▶ THE PROBLEM: Reproduce the lines in the records below, from the line containing "Target: cloud" up to and including the line containing "x=39, y=136".

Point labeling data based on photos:
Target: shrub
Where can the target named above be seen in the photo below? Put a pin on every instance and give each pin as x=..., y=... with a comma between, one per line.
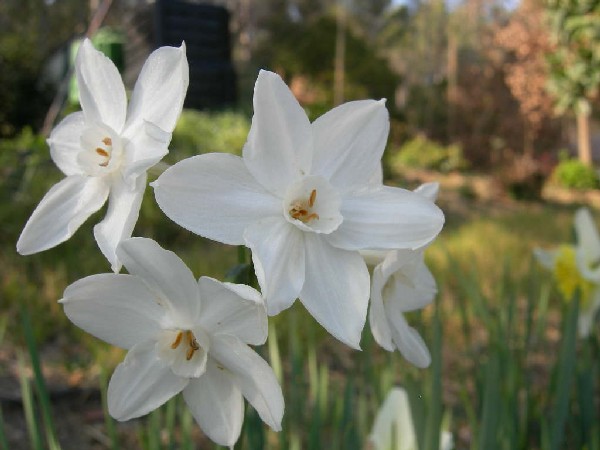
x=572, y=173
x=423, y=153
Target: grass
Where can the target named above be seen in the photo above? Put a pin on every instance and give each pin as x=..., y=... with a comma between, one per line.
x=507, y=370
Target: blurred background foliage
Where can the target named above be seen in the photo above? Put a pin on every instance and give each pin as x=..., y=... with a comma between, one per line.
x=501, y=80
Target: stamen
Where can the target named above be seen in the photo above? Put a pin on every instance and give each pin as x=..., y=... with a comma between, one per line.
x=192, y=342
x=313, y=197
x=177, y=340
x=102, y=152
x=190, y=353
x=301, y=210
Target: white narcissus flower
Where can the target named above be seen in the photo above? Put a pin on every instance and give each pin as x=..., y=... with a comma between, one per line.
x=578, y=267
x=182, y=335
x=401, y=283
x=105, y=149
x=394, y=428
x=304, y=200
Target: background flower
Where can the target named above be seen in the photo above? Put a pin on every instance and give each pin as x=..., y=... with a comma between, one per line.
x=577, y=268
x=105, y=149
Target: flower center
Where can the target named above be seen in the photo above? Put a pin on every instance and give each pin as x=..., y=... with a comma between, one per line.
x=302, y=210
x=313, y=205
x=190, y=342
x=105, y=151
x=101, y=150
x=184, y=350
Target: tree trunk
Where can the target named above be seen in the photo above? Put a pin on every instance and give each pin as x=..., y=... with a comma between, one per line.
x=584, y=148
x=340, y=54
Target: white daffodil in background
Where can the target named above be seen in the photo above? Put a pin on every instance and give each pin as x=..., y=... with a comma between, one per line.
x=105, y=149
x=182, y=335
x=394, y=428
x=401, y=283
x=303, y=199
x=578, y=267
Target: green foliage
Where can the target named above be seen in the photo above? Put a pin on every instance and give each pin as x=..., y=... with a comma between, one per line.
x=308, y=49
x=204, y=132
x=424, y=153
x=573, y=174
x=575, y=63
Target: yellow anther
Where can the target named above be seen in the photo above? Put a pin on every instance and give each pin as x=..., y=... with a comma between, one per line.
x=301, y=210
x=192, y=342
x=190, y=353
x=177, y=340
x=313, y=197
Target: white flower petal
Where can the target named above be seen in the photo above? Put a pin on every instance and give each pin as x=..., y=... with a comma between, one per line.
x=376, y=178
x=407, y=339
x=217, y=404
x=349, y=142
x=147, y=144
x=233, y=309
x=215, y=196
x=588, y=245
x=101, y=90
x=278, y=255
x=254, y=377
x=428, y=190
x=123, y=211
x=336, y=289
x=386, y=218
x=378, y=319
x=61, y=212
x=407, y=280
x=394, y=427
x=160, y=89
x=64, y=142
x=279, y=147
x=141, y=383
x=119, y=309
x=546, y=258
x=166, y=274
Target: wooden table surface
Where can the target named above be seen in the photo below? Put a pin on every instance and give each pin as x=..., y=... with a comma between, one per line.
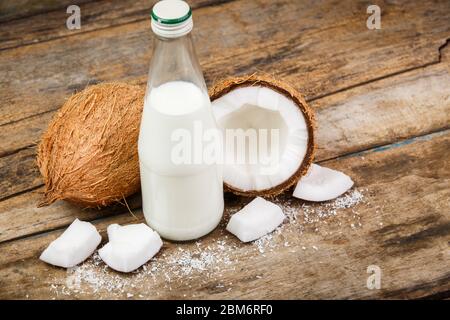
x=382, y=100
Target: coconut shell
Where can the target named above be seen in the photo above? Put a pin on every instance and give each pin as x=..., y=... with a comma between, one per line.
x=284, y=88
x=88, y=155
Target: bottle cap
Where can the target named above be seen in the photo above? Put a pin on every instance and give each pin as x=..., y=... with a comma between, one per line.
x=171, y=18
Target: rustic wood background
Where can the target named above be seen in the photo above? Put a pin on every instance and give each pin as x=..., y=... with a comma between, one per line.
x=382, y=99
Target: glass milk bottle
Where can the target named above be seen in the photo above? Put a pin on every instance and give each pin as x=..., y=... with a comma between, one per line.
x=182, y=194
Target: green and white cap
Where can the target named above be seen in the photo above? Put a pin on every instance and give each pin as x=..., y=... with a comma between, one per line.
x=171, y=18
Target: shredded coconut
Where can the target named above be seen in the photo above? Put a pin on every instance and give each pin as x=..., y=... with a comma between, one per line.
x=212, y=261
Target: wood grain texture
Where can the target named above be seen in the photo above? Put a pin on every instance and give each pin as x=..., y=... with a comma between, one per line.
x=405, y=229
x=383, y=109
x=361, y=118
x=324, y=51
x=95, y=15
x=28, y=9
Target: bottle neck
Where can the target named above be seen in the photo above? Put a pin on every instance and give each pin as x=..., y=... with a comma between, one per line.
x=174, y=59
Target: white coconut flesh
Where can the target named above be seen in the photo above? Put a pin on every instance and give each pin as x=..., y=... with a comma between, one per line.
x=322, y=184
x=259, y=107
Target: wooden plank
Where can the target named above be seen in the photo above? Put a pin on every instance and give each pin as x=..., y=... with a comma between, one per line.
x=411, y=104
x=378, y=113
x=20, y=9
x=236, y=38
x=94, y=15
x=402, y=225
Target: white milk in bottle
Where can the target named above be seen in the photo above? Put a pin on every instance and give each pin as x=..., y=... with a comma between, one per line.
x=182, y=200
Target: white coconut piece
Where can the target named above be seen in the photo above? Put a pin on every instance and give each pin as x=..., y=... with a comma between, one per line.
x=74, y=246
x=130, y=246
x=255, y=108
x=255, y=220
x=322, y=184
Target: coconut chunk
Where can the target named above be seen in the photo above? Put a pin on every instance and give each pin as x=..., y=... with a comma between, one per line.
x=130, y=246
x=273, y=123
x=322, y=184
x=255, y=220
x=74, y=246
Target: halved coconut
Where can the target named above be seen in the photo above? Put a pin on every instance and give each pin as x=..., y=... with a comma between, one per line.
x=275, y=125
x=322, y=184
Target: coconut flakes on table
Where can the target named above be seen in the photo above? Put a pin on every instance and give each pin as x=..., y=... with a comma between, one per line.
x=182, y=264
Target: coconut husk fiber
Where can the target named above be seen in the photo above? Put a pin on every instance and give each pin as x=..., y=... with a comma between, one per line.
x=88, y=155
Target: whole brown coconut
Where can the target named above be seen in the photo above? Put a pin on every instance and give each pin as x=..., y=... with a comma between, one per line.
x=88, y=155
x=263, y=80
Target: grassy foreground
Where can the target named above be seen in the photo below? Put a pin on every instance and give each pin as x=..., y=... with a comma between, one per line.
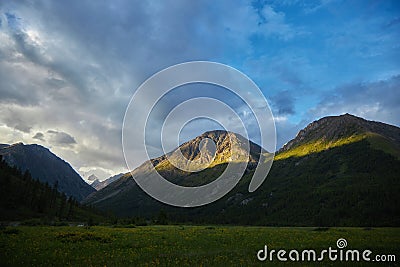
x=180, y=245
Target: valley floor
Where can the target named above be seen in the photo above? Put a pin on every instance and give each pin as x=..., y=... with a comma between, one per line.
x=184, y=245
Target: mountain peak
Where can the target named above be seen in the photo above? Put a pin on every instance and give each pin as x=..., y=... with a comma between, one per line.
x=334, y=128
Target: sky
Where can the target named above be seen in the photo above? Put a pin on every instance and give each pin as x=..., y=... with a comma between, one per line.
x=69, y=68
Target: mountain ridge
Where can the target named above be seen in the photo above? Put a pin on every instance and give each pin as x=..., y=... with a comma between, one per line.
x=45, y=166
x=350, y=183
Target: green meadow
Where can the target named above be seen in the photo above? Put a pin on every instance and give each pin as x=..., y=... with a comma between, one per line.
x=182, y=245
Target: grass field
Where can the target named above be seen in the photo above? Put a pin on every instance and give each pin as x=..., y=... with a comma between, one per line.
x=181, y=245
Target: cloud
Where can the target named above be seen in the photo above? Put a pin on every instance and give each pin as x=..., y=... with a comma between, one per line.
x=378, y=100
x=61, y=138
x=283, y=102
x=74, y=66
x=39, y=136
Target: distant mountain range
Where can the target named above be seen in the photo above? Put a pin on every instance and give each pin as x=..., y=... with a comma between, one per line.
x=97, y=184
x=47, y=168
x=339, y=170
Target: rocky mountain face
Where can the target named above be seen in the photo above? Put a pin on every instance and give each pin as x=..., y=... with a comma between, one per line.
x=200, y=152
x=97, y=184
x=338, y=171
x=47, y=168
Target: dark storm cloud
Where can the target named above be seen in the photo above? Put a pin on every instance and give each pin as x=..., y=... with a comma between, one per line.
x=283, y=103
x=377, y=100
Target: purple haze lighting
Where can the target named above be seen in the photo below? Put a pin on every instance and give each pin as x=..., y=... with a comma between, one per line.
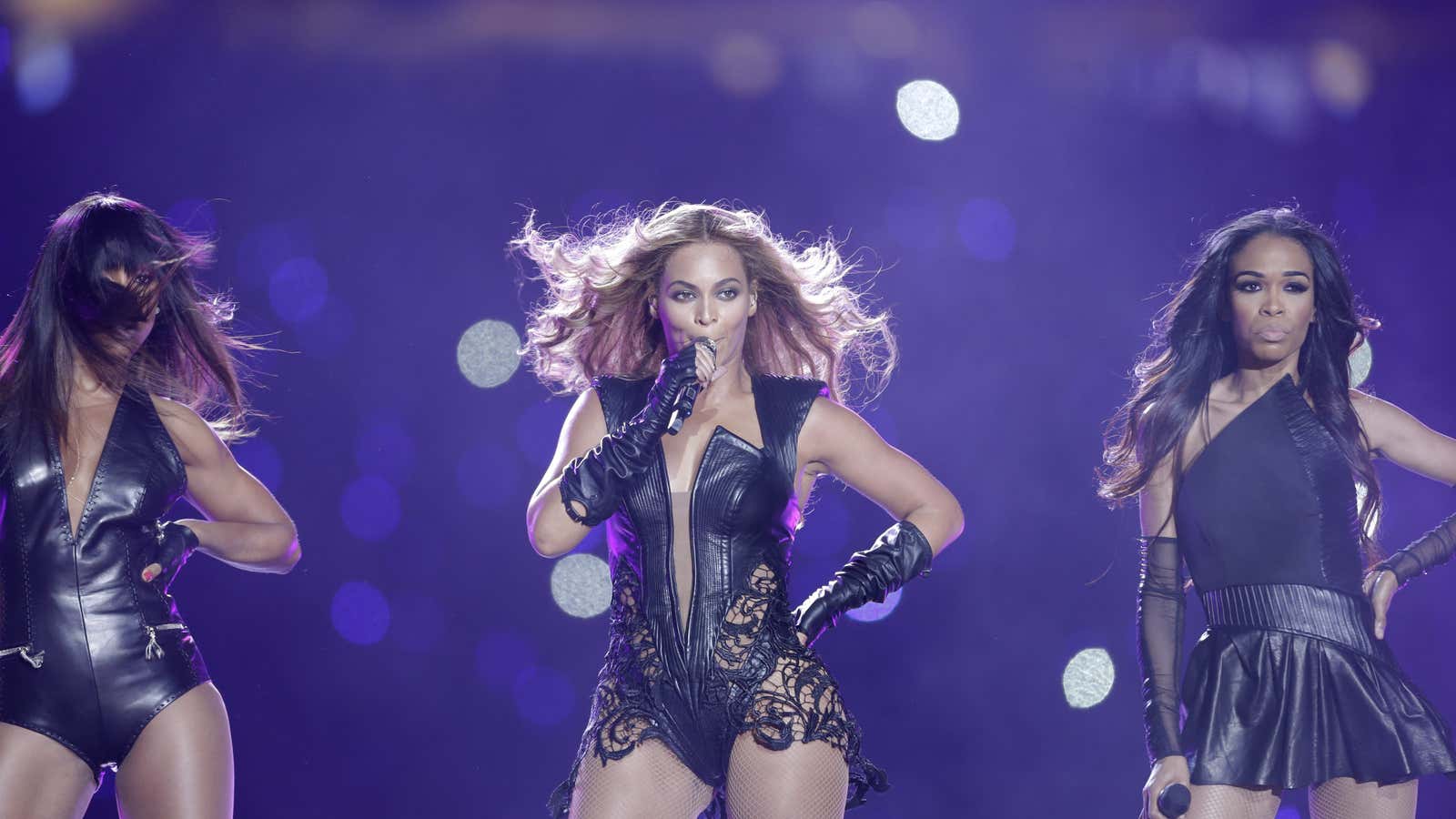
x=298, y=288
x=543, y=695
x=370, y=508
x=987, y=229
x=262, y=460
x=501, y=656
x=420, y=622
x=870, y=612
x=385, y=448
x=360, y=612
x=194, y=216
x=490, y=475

▶ RESULT OF THE EXERCISE:
Target: cloud
Where can the target named above be seen in the photo above? Put a pin on every instance and give each pin as x=..., y=... with a comma between, one per line.
x=378, y=100
x=61, y=138
x=283, y=102
x=74, y=66
x=39, y=136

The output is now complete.